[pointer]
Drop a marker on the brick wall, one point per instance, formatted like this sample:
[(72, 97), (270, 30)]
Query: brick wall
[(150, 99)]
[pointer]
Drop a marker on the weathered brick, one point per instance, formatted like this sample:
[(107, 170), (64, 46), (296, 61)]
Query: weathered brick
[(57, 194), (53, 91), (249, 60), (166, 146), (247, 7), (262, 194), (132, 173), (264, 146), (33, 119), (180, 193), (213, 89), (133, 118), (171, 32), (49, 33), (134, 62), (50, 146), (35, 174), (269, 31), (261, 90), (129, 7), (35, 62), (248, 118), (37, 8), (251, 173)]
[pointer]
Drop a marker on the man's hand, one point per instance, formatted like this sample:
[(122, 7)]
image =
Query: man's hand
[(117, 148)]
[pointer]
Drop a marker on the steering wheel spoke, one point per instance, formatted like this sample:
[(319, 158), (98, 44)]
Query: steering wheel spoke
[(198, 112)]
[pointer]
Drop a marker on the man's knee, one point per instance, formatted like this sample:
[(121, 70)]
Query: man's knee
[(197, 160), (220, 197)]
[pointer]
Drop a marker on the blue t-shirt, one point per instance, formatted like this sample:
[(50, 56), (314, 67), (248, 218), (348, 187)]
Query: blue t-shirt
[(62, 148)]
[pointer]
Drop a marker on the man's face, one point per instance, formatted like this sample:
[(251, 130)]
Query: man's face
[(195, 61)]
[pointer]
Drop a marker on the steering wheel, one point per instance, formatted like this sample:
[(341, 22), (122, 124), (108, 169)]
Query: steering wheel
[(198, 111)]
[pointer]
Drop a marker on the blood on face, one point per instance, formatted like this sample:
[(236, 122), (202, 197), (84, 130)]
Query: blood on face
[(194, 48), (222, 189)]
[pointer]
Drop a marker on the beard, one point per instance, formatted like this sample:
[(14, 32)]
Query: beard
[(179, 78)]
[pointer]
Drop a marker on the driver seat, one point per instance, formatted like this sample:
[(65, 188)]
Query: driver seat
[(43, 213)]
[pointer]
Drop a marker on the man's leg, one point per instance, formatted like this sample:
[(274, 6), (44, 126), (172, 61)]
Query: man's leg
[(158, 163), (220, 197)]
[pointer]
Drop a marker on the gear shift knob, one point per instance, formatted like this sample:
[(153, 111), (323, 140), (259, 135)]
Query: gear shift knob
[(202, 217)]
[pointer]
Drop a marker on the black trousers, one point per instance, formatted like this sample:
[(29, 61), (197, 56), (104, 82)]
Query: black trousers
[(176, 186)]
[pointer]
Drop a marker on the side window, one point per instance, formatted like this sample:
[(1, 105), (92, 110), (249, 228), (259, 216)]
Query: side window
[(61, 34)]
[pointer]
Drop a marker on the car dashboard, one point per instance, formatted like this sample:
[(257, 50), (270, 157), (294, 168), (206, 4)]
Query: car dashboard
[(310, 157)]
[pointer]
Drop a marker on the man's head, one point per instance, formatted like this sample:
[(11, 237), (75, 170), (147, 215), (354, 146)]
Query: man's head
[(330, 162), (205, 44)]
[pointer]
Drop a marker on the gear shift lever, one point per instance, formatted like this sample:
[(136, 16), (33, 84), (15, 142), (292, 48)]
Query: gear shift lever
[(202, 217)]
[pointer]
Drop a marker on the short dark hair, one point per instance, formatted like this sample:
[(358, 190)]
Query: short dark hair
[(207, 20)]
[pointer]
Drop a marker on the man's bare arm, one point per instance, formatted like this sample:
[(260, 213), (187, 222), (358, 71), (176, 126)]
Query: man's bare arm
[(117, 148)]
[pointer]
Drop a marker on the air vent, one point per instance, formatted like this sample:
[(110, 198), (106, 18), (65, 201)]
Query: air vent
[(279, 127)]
□ □ □ □
_REQUIREMENT_
Convert every line of the rows above into a Markdown table with the columns "No." and "Line". Number each line in order and leave out any blank lines.

_RESPONSE TO THIS TASK_
| No. | Line |
|---|---|
| 1 | [pointer] |
| 2 | Drop a marker on the brick wall, one point per instance, formatted like this sample: |
| 3 | [(72, 97), (270, 30)] |
| 4 | Query: brick wall |
| 5 | [(150, 99)] |
| 6 | [pointer] |
| 7 | Drop a marker on the weathered brick, one point per instance, formatted like this sample: |
| 8 | [(107, 170), (64, 46), (296, 61)] |
| 9 | Query: weathered brick |
| 10 | [(57, 194), (53, 91), (249, 60), (166, 146), (247, 7), (262, 194), (132, 173), (264, 146), (33, 119), (180, 193), (213, 89), (133, 118), (171, 32), (49, 33), (134, 62), (50, 146), (35, 174), (269, 31), (261, 90), (129, 7), (35, 62), (248, 118), (37, 8), (251, 173)] |
| 11 | [pointer] |
| 12 | Drop a marker on the man's hand, one point per instance, formatted like this sample: |
| 13 | [(122, 7)] |
| 14 | image = |
| 15 | Query: man's hand |
| 16 | [(117, 148)] |
| 17 | [pointer] |
| 18 | Drop a marker on the steering wheel spoke, one point per instance, formatted like this sample: |
| 19 | [(319, 158), (98, 44)] |
| 20 | Query: steering wheel spoke |
| 21 | [(198, 112)] |
| 22 | [pointer] |
| 23 | Drop a marker on the man's knee, one point per instance, formatted like this sample: |
| 24 | [(121, 70)] |
| 25 | Query: man's knee |
| 26 | [(197, 160), (220, 197)] |
| 27 | [pointer] |
| 28 | Drop a marker on the blue t-shirt, one point per instance, formatted like this sample: |
| 29 | [(50, 56), (314, 67), (248, 218), (348, 187)] |
| 30 | Query: blue t-shirt |
| 31 | [(62, 148)] |
| 32 | [pointer] |
| 33 | Drop a marker on the man's face, one point per instance, formatted like this sample: |
| 34 | [(251, 130)] |
| 35 | Query: man's face |
| 36 | [(195, 61)] |
| 37 | [pointer] |
| 38 | Drop a marker on the steering wheel, one point per instance, formatted like this sample: |
| 39 | [(341, 22), (122, 124), (108, 169)] |
| 40 | Query: steering wheel |
| 41 | [(198, 111)] |
| 42 | [pointer] |
| 43 | Drop a marker on the blood on face, one point per instance, formatted like this sample: |
| 44 | [(236, 122), (202, 197), (84, 130)] |
| 45 | Query: blood on face |
| 46 | [(194, 48), (222, 189)] |
| 47 | [pointer] |
| 48 | Drop a marker on the beard, one point per instance, formatted like this sample: |
| 49 | [(14, 32)] |
| 50 | Query: beard |
| 51 | [(179, 78)] |
| 52 | [pointer] |
| 53 | Drop a marker on the driver seat, one point per instance, formatted like this sample: |
| 54 | [(65, 188)] |
| 55 | Query: driver seat |
| 56 | [(43, 213)] |
| 57 | [pointer] |
| 58 | Drop a marker on the man's leg, one point per instance, formatted like this sample: |
| 59 | [(274, 6), (44, 126), (172, 61)] |
| 60 | Query: man's leg |
| 61 | [(158, 163), (220, 197)] |
| 62 | [pointer] |
| 63 | Drop a marker on the gear shift knob, one point per instance, formatted like this sample: |
| 64 | [(153, 111), (323, 140), (259, 135)] |
| 65 | Query: gear shift knob |
| 66 | [(202, 217)] |
| 67 | [pointer] |
| 68 | Drop a marker on the black trousers, one point per instance, formatted like this sample: |
| 69 | [(29, 61), (197, 56), (104, 82)] |
| 70 | Query: black trousers |
| 71 | [(176, 186)] |
| 72 | [pointer] |
| 73 | Drop a marker on the side window, one point per instance, formatted like this sample: |
| 74 | [(1, 105), (92, 110), (249, 228), (259, 216)] |
| 75 | Query: side window |
| 76 | [(61, 34)] |
| 77 | [pointer] |
| 78 | Drop a marker on the car dashboard, one point per instance, formatted like this sample: |
| 79 | [(257, 50), (270, 157), (294, 168), (206, 4)] |
| 80 | Query: car dashboard |
| 81 | [(310, 157)] |
| 82 | [pointer] |
| 83 | Drop a marker on the man's head, one point per instance, formatted like this sample: |
| 84 | [(11, 237), (75, 170), (147, 215), (354, 146)] |
| 85 | Query: man's head |
| 86 | [(330, 162), (205, 44)] |
| 87 | [pointer] |
| 88 | Drop a marker on the gear shift lever, one point per instance, formatted like this sample: |
| 89 | [(136, 16), (33, 84), (15, 142), (292, 48)] |
| 90 | Query: gear shift lever |
| 91 | [(202, 217)] |
| 92 | [pointer] |
| 93 | Drop a marker on the short dark hair, one point per instance, formatted like this sample: |
| 94 | [(358, 190)] |
| 95 | Query: short dark hair |
| 96 | [(207, 20)] |
| 97 | [pointer] |
| 98 | Drop a marker on the man's bare arm, one point per instance, formatted like this sample: |
| 99 | [(260, 213), (187, 222), (358, 71), (176, 126)] |
| 100 | Query: man's bare arm |
| 101 | [(117, 148)] |
| 102 | [pointer] |
| 103 | Drop a marker on the air vent, one point per instance, formatted like this sample: |
| 104 | [(110, 198), (106, 18), (65, 201)] |
| 105 | Query: air vent |
| 106 | [(279, 127)] |